*** Opening Recorded information ***

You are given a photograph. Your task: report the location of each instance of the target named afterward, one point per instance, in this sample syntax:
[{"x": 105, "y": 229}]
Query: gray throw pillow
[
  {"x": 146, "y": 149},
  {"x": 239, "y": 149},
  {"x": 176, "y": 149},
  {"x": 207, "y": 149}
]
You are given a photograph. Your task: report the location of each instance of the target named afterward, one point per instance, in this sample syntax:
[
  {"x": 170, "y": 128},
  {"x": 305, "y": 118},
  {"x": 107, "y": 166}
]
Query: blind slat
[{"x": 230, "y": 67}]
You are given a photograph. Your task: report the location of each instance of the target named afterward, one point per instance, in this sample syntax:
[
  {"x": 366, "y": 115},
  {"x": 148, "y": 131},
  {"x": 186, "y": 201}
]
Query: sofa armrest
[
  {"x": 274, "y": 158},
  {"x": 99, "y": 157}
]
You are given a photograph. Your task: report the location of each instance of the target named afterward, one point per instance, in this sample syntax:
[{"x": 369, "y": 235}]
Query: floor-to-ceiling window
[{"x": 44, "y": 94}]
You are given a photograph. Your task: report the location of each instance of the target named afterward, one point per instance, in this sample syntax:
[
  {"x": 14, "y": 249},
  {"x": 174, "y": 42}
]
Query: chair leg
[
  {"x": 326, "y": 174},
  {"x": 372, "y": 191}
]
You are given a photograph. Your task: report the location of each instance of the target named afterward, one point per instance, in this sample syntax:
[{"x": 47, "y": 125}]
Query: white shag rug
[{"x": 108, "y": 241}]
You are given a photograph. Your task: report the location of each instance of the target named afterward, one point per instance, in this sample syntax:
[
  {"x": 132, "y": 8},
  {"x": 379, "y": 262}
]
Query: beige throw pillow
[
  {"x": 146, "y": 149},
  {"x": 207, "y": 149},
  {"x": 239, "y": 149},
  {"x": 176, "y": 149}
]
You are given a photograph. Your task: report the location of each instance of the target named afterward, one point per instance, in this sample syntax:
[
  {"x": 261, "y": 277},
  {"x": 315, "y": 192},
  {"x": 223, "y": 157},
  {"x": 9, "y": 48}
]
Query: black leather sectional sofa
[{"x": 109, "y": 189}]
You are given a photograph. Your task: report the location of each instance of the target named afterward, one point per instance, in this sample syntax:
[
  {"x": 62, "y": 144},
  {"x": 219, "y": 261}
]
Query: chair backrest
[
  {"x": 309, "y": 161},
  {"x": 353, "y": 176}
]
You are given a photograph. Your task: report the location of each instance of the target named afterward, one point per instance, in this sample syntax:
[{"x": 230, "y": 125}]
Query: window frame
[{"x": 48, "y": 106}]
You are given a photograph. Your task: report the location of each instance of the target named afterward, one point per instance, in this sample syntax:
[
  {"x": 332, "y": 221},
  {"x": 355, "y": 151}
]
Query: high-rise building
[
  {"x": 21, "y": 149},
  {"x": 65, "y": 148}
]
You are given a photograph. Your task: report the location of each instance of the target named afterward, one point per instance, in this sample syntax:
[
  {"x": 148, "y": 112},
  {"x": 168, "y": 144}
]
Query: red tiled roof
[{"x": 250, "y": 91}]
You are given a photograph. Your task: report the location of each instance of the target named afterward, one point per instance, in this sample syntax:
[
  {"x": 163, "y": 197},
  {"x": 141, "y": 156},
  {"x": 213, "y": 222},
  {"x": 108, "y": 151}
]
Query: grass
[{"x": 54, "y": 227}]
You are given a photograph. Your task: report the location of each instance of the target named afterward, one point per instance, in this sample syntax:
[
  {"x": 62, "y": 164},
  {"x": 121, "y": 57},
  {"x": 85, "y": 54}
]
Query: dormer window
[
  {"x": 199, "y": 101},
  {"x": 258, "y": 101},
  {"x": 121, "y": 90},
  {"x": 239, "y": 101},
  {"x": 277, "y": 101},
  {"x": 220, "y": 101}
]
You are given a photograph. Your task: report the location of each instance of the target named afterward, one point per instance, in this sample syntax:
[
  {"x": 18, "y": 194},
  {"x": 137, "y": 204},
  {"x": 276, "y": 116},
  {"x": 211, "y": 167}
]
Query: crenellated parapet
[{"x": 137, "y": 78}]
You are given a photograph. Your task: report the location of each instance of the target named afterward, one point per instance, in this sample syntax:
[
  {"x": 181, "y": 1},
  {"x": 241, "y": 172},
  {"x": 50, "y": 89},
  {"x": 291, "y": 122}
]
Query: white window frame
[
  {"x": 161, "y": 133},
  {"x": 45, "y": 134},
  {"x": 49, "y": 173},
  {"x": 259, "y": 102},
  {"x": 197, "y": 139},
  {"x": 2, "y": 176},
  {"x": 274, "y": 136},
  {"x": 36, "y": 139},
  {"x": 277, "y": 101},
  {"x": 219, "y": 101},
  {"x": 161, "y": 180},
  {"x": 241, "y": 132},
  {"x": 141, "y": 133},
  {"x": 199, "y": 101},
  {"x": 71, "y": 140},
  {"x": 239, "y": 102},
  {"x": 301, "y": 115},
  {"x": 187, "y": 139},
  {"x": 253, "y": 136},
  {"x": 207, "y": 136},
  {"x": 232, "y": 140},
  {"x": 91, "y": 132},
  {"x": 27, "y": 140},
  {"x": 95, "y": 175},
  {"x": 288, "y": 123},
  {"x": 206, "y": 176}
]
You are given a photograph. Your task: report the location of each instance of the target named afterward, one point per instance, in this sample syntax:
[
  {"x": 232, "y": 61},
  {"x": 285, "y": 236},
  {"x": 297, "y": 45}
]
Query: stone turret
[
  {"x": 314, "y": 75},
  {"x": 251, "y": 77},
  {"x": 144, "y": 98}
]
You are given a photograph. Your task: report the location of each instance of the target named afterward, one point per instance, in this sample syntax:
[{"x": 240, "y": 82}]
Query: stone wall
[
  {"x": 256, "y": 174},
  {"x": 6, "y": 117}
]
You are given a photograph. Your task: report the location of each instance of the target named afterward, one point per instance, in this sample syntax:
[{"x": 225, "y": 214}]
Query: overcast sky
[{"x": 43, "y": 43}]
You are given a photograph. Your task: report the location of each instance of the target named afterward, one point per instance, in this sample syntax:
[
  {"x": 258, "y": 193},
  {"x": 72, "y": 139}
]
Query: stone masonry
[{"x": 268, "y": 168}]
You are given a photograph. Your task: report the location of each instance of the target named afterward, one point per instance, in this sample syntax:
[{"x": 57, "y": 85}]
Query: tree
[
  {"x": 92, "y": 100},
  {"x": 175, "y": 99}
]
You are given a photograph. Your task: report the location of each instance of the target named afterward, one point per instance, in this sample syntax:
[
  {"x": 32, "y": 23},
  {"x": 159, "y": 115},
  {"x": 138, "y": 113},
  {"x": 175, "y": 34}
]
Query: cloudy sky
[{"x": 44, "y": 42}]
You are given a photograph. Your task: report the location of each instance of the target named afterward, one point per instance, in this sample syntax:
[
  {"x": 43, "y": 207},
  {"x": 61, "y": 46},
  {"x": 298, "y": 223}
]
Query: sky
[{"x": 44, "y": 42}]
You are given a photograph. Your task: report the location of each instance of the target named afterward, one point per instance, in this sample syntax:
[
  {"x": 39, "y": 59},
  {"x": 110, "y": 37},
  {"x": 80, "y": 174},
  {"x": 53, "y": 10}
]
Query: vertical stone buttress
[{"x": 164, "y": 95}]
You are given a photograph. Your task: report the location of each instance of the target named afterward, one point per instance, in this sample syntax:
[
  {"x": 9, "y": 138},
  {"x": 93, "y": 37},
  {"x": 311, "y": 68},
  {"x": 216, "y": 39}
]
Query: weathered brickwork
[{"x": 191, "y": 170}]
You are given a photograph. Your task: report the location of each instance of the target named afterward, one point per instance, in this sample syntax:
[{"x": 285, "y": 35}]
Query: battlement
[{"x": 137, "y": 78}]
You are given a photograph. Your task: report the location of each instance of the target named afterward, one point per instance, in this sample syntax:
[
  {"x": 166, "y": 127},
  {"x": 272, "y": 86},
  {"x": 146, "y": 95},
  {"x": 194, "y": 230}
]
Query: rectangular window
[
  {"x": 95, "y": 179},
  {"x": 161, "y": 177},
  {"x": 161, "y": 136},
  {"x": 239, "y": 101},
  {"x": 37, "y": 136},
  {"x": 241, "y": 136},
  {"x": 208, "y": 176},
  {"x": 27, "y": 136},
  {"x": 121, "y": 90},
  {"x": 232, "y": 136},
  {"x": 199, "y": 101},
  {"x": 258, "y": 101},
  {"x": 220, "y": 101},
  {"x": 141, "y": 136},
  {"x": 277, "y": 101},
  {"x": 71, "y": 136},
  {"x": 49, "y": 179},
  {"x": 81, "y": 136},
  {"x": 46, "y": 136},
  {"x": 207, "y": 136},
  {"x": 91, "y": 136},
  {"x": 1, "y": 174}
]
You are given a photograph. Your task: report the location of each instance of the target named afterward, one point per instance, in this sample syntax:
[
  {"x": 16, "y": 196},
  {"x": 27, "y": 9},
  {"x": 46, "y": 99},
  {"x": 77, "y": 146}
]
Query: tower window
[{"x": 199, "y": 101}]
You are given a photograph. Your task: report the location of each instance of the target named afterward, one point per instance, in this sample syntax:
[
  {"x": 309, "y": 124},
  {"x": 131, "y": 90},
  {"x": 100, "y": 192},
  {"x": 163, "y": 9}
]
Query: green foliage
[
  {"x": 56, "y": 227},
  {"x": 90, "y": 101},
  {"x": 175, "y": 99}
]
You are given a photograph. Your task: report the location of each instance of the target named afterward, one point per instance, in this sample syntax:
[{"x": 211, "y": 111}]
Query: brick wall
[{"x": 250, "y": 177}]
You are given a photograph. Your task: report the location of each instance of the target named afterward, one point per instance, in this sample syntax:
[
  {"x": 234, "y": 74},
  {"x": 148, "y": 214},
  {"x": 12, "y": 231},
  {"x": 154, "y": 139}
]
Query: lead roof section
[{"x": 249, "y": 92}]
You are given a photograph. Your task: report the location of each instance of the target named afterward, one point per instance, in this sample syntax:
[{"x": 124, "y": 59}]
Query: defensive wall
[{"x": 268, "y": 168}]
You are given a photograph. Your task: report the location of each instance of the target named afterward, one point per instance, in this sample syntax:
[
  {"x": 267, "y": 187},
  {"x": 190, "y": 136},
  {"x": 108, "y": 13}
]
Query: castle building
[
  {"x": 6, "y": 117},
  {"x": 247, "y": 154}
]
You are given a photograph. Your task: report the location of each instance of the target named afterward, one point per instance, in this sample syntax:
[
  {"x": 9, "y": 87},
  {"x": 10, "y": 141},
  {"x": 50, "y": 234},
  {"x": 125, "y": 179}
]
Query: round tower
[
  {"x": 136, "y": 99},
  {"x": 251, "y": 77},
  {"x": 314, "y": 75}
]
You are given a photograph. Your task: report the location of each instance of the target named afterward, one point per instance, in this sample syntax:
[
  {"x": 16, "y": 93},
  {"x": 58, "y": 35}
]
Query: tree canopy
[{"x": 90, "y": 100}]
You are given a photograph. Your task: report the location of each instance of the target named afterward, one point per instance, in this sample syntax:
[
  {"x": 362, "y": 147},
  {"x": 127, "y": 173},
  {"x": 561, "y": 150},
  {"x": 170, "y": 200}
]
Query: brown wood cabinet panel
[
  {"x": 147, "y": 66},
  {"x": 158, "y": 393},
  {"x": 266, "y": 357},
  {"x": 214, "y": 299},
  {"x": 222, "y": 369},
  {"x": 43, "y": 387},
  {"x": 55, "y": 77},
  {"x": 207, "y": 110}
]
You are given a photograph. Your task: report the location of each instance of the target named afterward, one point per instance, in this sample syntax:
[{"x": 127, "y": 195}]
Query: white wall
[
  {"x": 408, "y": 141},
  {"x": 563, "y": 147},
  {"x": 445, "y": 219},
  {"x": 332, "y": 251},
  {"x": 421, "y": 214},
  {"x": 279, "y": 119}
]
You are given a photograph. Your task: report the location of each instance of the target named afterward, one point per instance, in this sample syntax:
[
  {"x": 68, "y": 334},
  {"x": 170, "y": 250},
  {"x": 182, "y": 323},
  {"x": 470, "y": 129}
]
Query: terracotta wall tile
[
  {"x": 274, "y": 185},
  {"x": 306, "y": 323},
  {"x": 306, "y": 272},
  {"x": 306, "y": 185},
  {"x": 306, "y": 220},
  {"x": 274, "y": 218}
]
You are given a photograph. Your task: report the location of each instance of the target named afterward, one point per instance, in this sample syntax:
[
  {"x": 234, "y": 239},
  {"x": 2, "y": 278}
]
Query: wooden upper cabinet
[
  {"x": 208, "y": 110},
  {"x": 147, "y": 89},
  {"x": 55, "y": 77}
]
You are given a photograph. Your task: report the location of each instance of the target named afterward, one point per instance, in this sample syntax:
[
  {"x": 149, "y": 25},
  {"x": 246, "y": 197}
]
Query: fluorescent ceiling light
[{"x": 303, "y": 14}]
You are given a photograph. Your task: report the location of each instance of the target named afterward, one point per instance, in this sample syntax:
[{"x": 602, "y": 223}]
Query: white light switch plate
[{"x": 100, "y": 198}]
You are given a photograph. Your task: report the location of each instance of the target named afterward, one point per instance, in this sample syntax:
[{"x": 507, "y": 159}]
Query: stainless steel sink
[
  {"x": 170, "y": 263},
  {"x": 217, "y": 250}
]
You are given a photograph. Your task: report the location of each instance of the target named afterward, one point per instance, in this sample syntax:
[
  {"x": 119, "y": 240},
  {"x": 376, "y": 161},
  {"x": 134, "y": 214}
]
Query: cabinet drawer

*** Closing Recorded information ***

[Required action] Only an exact copy is wanted here: the line containing "Query: stainless steel sink" and every later line, up to and including the last line of the listing.

[Task answer]
Query: stainless steel sink
[
  {"x": 170, "y": 263},
  {"x": 217, "y": 250}
]
You are given a photograph. Your task: report the location of each instance of the target named afterward, one point per instance, in this sample syntax:
[
  {"x": 119, "y": 240},
  {"x": 376, "y": 161},
  {"x": 134, "y": 214}
]
Query: cabinet drawer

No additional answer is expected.